- Extract provided
-.-.-

Macbeth
[as a failed science-fiction story]
by Will F. Shakespeare
  

Review Satire by
Donald L. Franson

(Reviews of Unmodern Science Fiction)

Quarto-Foolio: London, 1603

100 pages August 1958

  
Macbeth as science fiction

This is pure fantasy and should not be given the SF label. Although an attempt is made to explain scientifically how Birnam Wood could come to Dunsinane (soldiers carry boughs), and the psychological effect of predictions of things to come on a weak-minded protagonist rings true, much of it is mere blood and thunder.

The story opens with three aliens on the site of a spaceship landing and takeoff (referred to as a "blasted heath"). These aliens are described as weird, fantastical women "that look not like the inhabitants of the earth". Prediction is their game, and it is a con game. They tell MacBeth, the hero (?) that all kinds of fortune are waiting for him. They say he will be Thane of Glamis (he already is), Thane of Cawdor (he already is that, too, but doesn't know it), and King. These aliens seem to have the inside info on things already accomplished — instead of the power of predicting, they have a spy-ray gimmick of some sort, to listen in on distant conversations. (Mr. S. doesn't explain this — he is no Heinlein, so it is a good thing.)

These predictions are double-talk, of course, but Mr. MacB is impressed. Two thanes make him inthane. His gullibility and megalomania get the best of him. His wife helps, too. (Will doesn't like wives.) There is fast-moving action — prediction of his second thanedom, immediately followed by friends entering and telling him the good news; Lady MacB reads letter from her husband, then MacBeth enters. Shake is a follower of the pulp school.
  

Shakespeare's Macbeth presents a lot of unnecessary characters, such as messengers, servants, and hautboys. This writer has to have attendants to act as straight men. Unfortunately they are menials and dare not laugh — or they would at the lines propelled at them. Who would ever say to a messenger: "Thou com'st to use thy tongue; thy story quickly"? Sounds like S. has been reading too much H. Rider Haggard.

-.-.-

- Exercises to complete
[1] Reproduce the part of the Macbeth review that opens with the words containing "The story opens" and closes with "a good thing.)".
[2] According to the Macbeth review, what does the "blasted heath" refer to?
[3] Continue the satirical review of Macbeth from where it stops.
The entries after this point come from a different source.

-.-.-

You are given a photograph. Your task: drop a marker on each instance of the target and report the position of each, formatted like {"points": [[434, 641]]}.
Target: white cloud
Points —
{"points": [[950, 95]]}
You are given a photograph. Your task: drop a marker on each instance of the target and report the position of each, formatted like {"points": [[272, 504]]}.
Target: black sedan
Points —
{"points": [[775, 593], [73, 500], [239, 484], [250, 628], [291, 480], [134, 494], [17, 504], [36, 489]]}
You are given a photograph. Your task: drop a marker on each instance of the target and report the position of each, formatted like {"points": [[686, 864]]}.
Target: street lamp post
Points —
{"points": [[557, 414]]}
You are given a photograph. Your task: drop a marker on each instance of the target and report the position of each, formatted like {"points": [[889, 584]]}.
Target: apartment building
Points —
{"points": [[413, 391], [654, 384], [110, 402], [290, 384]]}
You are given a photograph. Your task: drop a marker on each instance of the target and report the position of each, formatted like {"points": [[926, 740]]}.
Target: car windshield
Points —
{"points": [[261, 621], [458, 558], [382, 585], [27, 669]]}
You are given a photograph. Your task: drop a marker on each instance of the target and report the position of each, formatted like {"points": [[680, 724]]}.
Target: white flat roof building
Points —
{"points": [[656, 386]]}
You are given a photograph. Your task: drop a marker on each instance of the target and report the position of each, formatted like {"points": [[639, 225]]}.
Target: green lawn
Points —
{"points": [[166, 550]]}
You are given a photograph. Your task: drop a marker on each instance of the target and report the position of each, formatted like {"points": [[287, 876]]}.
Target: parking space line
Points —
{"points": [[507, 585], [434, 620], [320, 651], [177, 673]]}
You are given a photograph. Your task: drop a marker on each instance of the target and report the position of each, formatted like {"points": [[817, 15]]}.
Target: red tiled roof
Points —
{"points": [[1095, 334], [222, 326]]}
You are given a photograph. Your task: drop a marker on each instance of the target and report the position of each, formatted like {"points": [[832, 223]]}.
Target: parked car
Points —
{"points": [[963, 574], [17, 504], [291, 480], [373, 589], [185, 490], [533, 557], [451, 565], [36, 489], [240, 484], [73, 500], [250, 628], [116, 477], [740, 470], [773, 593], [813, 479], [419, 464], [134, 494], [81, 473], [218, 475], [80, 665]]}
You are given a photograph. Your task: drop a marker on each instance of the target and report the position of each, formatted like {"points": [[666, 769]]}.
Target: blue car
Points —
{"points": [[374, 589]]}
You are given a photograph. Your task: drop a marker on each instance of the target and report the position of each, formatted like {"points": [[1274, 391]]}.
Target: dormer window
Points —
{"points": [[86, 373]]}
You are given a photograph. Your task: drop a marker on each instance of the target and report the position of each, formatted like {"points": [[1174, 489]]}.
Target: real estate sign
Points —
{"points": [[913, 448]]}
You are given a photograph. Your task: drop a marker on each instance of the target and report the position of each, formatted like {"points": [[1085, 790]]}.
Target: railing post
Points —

-.-.-

- The responses
[1]
The story opens with three aliens on the site of a spaceship landing and takeoff (referred to as a "blasted heath"). These aliens are described as weird, fantastical women "that look not like the inhabitants of the earth". Prediction is their game, and it is a con game. They tell MacBeth, the hero (?) that all kinds of fortune are waiting for him. They say he will be Thane of Glamis (he already is), Thane of Cawdor (he already is that, too, but doesn't know it), and King. These aliens seem to have the inside info on things already accomplished — instead of the power of predicting, they have a spy-ray gimmick of some sort, to listen in on distant conversations. (Mr. S. doesn't explain this — he is no Heinlein, so it is a good thing.)

[2] It refers to the site of a spaceship landing and takeoff.

[3]
There is mention of strange natural phenomena, as in Julius Caesar. Night-dark days, runaway horses, etc. Author thinks this pseudo-Fortean stuff "proves" something — that his characters are so important that even nature acts up. This is something out of Weird Tales.

One of the sordid spiels, beginning, "Tomorrow, and tomorrow", etc., is cribbed from all the quotation books Shake could lay his hands on.

MacBeth sees a dagger in the air (only explanation is the heat) and talks to it. Perhaps the dagger is sharpened by this dull monologue — the reader is not.
  

The best part of the story is the Witches' Rock and Roll, "Double, double, toil and trouble", accompanied by a description of a chemical laboratory befitting the old Clayton Astounding of the early 1930s. Such unlikely chemical ingredients as fillet of a fenny snake and toe of frog make up the Kickapoo Joy Juice that boils in a caldron — this is alchemy, not modern science. MacBeth gets more double-talk Criswellisms worthy of the narrator of Plan 9 from Outer Space, and is so excited he forgets to ask for sleeping pills and spot-remover.

Other gadgetry abounds, but it is only gadgetry, never explained. Vanishing acts, ghosts, ESP, apparitions bobbing up and down like saxophonists in a TV band, sleep-writing, etc.

There is action, more Van Vogt-type complications, and all the predictions turn out to be gyps. In the end, MacDuff has MacBeth's head, and the reader wishes he cold have the author's.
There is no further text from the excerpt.